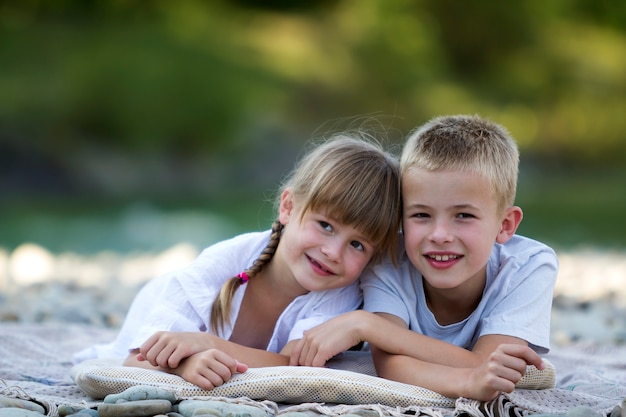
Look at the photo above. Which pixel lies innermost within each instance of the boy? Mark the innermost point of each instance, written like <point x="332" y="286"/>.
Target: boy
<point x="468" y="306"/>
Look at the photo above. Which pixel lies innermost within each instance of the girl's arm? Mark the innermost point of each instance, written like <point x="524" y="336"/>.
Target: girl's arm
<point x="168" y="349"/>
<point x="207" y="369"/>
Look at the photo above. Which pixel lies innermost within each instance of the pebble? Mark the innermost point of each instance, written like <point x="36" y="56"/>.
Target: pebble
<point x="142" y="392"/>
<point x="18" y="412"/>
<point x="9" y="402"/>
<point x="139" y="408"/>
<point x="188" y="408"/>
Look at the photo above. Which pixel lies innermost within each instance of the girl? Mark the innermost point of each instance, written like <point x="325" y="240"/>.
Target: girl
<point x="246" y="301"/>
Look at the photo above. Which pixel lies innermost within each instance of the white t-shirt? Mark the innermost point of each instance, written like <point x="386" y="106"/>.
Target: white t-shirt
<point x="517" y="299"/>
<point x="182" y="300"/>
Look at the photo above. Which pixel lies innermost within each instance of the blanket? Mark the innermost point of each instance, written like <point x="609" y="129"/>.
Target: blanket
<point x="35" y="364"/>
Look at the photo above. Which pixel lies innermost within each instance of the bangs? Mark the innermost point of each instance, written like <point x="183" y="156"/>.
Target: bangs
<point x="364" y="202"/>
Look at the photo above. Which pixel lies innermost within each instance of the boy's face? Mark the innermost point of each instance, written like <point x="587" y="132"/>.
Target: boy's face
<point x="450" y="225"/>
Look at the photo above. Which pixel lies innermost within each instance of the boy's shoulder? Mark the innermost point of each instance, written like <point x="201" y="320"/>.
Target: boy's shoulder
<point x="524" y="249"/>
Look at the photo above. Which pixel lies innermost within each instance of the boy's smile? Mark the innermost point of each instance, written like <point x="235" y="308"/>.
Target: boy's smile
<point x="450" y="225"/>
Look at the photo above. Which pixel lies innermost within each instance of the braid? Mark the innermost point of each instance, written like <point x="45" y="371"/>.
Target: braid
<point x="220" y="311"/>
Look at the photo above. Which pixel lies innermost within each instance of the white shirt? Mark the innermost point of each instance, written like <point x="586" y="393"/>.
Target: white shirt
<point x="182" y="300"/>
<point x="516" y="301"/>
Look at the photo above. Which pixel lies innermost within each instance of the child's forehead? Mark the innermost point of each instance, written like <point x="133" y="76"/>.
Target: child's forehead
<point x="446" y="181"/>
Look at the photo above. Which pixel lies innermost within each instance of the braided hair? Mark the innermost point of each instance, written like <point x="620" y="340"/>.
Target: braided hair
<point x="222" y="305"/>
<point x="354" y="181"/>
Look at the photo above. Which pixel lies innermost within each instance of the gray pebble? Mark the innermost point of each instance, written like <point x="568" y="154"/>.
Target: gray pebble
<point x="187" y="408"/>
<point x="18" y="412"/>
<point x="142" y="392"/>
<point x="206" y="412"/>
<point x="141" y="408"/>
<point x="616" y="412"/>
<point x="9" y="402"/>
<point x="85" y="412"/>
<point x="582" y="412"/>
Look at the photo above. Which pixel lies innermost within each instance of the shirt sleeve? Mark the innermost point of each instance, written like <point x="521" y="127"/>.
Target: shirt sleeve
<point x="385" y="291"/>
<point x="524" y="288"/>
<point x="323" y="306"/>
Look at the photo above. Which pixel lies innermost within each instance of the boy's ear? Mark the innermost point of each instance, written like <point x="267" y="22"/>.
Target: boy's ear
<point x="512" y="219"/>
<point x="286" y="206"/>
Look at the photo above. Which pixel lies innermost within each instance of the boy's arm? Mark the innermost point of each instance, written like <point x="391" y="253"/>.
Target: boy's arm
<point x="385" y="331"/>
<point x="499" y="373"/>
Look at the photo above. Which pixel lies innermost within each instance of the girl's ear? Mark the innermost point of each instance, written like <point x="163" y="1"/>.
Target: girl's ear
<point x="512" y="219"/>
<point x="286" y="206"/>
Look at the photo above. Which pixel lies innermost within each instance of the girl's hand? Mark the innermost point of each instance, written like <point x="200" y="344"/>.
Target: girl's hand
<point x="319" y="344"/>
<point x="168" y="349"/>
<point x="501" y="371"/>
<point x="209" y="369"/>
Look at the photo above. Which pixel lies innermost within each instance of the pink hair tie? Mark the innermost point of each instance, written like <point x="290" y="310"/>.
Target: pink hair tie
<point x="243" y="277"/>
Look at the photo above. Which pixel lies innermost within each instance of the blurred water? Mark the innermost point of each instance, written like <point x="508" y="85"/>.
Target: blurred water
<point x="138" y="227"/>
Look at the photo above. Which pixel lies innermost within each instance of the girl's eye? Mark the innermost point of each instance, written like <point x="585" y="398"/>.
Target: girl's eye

━━━━━━━━━━━━━━━━━━━━

Work to be completed
Can you copy out the records above word for word, from the line containing "the boy's ear?" through the end of the records?

Exercise response
Look at the photo above. Which pixel lies innermost within each instance of the boy's ear? Mark the innermost point of each instance, written like <point x="267" y="22"/>.
Target: boy's ear
<point x="512" y="219"/>
<point x="286" y="206"/>
Look at the photo above. Which pixel lies innermost within each instance of the boy's arm? Mark the innermost point of each instance, written like <point x="391" y="253"/>.
Target: boy's arm
<point x="385" y="331"/>
<point x="499" y="373"/>
Look at the photo above. Which pixel lies innermost within each instance of the girl's ear? Mark the innermost point of each instance, written like <point x="163" y="1"/>.
Target: girl's ear
<point x="512" y="219"/>
<point x="286" y="206"/>
Look at the photo above. Which pixel lies innermost within each instance of the girl's hand? Mark the innermost point of each instance, written like <point x="200" y="344"/>.
Target: girl's hand
<point x="319" y="344"/>
<point x="168" y="349"/>
<point x="501" y="371"/>
<point x="209" y="369"/>
Look at the photo above. Which pixel lies innermost within each instance of the pink hair tie? Mark the innermost point of each instance, written like <point x="290" y="310"/>.
Target: pink hair tie
<point x="243" y="277"/>
Look at the photo above. Which pixel lies innermost within each instance of the blurred water? Mark the innermost point of each instance, written like <point x="508" y="85"/>.
Target: blurred water
<point x="138" y="227"/>
Look at the photo above. Which pixel lies innermost within each instance of the girl's eye? Mark the innermost point of each instance, written like <point x="585" y="398"/>.
Target: girl's eye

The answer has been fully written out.